Word for word, retype every entry in the listing.
:: PROVIDED ENTRIES ::
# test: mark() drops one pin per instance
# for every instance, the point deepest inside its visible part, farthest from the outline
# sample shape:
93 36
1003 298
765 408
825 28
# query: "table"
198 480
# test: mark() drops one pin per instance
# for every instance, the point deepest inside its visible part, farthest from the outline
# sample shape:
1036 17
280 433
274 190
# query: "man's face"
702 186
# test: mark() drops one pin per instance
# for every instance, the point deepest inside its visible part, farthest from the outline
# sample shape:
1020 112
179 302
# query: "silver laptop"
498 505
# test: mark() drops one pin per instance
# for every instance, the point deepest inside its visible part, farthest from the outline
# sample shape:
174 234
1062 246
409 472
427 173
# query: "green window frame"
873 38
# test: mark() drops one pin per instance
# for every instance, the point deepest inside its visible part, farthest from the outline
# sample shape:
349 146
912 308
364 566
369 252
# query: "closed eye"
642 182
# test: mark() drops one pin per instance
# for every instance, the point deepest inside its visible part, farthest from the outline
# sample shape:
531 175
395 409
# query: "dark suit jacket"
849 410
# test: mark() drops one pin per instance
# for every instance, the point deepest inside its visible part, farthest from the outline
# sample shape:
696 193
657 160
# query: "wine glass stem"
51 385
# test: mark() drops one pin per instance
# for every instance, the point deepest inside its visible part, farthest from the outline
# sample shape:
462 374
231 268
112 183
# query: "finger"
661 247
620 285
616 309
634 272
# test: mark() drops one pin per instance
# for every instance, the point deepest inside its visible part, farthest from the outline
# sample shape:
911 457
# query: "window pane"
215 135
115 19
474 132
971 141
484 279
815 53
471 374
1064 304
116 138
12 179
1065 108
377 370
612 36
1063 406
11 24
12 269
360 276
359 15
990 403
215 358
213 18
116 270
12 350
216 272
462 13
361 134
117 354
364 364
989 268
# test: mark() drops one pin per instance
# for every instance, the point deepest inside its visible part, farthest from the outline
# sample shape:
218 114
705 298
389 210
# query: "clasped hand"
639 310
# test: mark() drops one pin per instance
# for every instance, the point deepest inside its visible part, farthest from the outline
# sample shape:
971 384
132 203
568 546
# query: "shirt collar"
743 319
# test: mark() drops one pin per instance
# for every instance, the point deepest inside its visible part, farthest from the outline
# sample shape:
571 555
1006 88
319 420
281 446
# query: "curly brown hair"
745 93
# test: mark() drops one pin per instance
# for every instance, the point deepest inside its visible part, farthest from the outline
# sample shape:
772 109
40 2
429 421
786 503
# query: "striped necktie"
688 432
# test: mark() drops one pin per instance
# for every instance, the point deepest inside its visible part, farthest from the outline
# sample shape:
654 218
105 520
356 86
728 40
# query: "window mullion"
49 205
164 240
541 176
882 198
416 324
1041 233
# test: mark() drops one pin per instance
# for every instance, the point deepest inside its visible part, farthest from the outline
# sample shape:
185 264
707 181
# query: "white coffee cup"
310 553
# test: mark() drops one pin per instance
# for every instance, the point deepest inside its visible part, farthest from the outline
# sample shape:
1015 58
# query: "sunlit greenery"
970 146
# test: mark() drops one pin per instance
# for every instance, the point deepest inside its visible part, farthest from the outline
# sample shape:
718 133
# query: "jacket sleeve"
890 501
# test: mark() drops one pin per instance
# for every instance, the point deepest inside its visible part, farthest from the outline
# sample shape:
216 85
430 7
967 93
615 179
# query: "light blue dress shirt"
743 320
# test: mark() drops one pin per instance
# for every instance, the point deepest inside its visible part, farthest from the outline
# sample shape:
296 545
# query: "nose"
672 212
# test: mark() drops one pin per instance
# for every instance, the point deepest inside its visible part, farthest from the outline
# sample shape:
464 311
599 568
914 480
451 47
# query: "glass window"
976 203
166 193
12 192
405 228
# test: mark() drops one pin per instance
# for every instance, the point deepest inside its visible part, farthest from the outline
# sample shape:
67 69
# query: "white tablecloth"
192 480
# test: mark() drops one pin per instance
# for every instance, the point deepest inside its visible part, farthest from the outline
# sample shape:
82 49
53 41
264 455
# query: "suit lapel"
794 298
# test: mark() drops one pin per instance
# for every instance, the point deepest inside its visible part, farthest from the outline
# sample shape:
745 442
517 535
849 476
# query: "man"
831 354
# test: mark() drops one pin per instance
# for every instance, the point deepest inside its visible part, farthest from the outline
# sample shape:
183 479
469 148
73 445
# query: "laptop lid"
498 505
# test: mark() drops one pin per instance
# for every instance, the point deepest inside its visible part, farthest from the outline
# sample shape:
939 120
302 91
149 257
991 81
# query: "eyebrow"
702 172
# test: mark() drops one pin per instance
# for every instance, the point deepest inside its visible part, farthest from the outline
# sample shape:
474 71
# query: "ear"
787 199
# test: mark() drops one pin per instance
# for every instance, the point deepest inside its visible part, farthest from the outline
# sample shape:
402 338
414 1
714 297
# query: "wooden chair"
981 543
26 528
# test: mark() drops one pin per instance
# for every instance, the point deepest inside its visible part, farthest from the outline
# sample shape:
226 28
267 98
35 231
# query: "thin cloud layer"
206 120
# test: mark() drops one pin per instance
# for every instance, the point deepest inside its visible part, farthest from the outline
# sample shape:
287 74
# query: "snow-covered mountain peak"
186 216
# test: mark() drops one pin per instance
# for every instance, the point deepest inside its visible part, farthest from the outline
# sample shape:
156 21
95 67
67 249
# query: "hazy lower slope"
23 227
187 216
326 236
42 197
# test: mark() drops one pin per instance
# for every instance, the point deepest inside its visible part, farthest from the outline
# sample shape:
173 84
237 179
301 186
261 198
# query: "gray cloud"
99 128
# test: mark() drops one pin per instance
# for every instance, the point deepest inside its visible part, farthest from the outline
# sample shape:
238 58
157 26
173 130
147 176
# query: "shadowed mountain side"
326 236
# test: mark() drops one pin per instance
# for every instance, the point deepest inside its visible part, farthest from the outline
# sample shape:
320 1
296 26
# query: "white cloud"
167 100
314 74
:::
=== OUTPUT BELOW ===
# test: mark() drops one pin per instance
# for every instance, the point deepest inside its visible part, farthest from the outline
# sample shape:
93 36
1003 298
765 408
825 28
# query: "table"
198 480
# test: mark() drops one pin per instance
# for every instance, the point deepest inside its visible part, farthest from the outline
# sample shape:
1036 17
280 433
274 190
# query: "man's face"
702 186
# test: mark() drops one pin per instance
# for every instance, the point deepest inside its visible part, farthest from the outline
# sample shape:
1020 112
179 302
# query: "silver laptop"
498 505
# test: mark() drops one pin per instance
# for every instance, the point deepest inside its visible part, farthest from the outline
# sample shape:
174 234
1062 246
409 472
427 173
# query: "green window frame"
873 38
# test: mark() drops one pin per instance
# for every instance, the point deepest inside its visible part, farthest from the outline
# sample shape:
349 146
912 308
364 566
369 252
# query: "closed eye"
642 182
# test: mark() drops one pin per instance
# for every instance, the point deepest inside its visible part, farthest from the outline
# sample shape:
531 175
395 409
# query: "dark suit jacket"
849 410
# test: mark() drops one pin per instance
# for every instance, the point deepest inside its visible part, farthest from the outline
# sample shape:
696 193
657 160
# query: "wine glass stem"
51 385
# test: mark() drops one pin per instance
# for every instance, the point deepest inside its visible part, farthest from the outline
# sample shape:
462 374
231 268
112 183
# query: "finger"
661 247
620 285
616 309
634 272
# test: mark() drops one pin per instance
# for every instance, the point deepest inside its visible part, farthest from the outline
# sample shape:
911 457
# query: "window pane"
215 135
115 19
474 132
971 141
484 279
815 53
471 374
1064 304
116 138
12 179
1065 108
377 370
612 36
1063 406
11 24
12 269
360 276
359 15
990 403
215 358
213 18
116 270
12 350
216 272
462 13
361 134
117 354
364 364
989 268
# test: mark() drops one pin per instance
# for every instance, the point deepest inside its visible part, farthest from the outline
# sample shape:
218 114
705 298
389 210
# query: "clasped hand"
639 310
# test: mark() drops one pin per instance
# for every instance, the point deepest inside its visible part, farthest from the outline
# sample shape:
971 384
132 203
568 546
# query: "shirt collar"
743 319
# test: mark() drops one pin per instance
# for every instance, the point deepest inside its visible part, farthest from the outline
# sample shape:
571 555
1006 88
319 420
281 446
# query: "curly brown hair"
745 93
# test: mark() drops one pin per instance
# for every instance, the point deepest inside its visible part, farthest from the outline
# sample shape:
772 109
40 2
429 421
786 503
# query: "striped necktie"
688 432
# test: mark() drops one pin per instance
# for every instance, the point deepest inside its visible part, farthest from the outline
# sample shape:
654 218
105 520
356 86
728 40
# query: "window mullion"
49 205
164 240
541 176
882 198
416 324
1041 233
# test: mark() drops one pin per instance
# for every instance, the point deepest inside its visible part, farthest from the outline
# sample shape:
185 264
707 181
# query: "white coffee cup"
310 553
# test: mark() drops one pin per instance
# for every instance, the point deepest inside its visible part, farthest from the outline
# sample shape:
1015 58
# query: "sunlit greenery"
970 146
# test: mark() drops one pin per instance
# for every instance, the point deepest inside its visible part, farthest from the outline
# sample shape:
718 133
# query: "jacket sleeve"
890 501
# test: mark() drops one pin per instance
# for every instance, the point deepest inside its visible part, farthest from the outline
# sample shape:
216 85
430 7
967 93
615 179
# query: "light blue dress shirt"
743 320
# test: mark() drops one pin per instance
# for every instance, the point deepest inside its visible part, farthest from the outline
# sample shape:
296 545
# query: "nose"
672 212
# test: mark() drops one pin per instance
# for every instance, the point deepest inside its visible part, farthest from the outline
# sample shape:
464 311
599 568
914 480
451 47
# query: "glass window"
976 203
166 193
12 192
405 228
# test: mark() drops one pin per instance
# for every instance, the point deepest inside its visible part, farthest from the outline
# sample shape:
67 69
# query: "white tablecloth"
192 480
# test: mark() drops one pin per instance
# for every instance, the point deepest inside its visible part, farthest from the outline
# sample shape:
82 49
53 41
264 455
# query: "suit lapel"
794 298
# test: mark() drops one pin per instance
# for every instance, the point deepest inside its visible part, farthest from the outline
# sample shape:
745 442
517 535
849 476
# query: "man"
831 354
# test: mark() drops one pin per instance
# for every instance, the point deepest inside its visible part, farthest from the outline
# sample shape:
183 479
469 148
73 445
# query: "laptop lid"
498 505
# test: mark() drops one pin per instance
# for every instance, the point deepest inside its visible part, farthest from the outline
# sample shape:
939 120
302 91
149 257
991 81
# query: "eyebrow"
702 172
# test: mark() drops one pin per instance
# for every instance, the point deepest inside its visible part, farthest from the outline
# sample shape:
474 71
# query: "ear"
787 199
# test: mark() drops one pin per instance
# for every instance, the point deepest inside its visible part, farthest from the outline
# sample shape:
402 338
414 1
714 297
# query: "wooden chair"
981 543
26 528
# test: mark() drops one pin per instance
# for every instance, the point deepest inside its visible part, farthest from the outline
# sample shape:
226 28
267 98
35 231
# query: "thin cloud layer"
206 120
# test: mark() drops one pin per instance
# for every instance, the point deepest inside its visible part, farthest from the outline
# sample shape:
287 74
# query: "snow-covered mountain peak"
186 216
# test: mark() drops one pin per instance
# for every instance, the point deepest inside its visible part, farthest from the outline
# sample shape:
156 21
95 67
67 249
# query: "hazy lower slope"
23 227
187 216
326 236
42 197
# test: mark() drops one pin per instance
# for every instance, the point deepest inside its visible part, farthest from the outline
# sample shape:
173 84
237 179
301 186
261 198
# query: "gray cloud"
99 128
# test: mark() drops one pin per instance
# for every instance, the point deepest inside its visible part, farthest from the outline
# sample shape:
238 58
157 26
173 130
147 176
# query: "shadowed mountain side"
326 236
# test: mark() drops one pin per instance
# for every instance, the point deepest inside its visible part, farthest from the outline
# sample shape:
320 1
296 26
# query: "white cloud"
167 100
314 74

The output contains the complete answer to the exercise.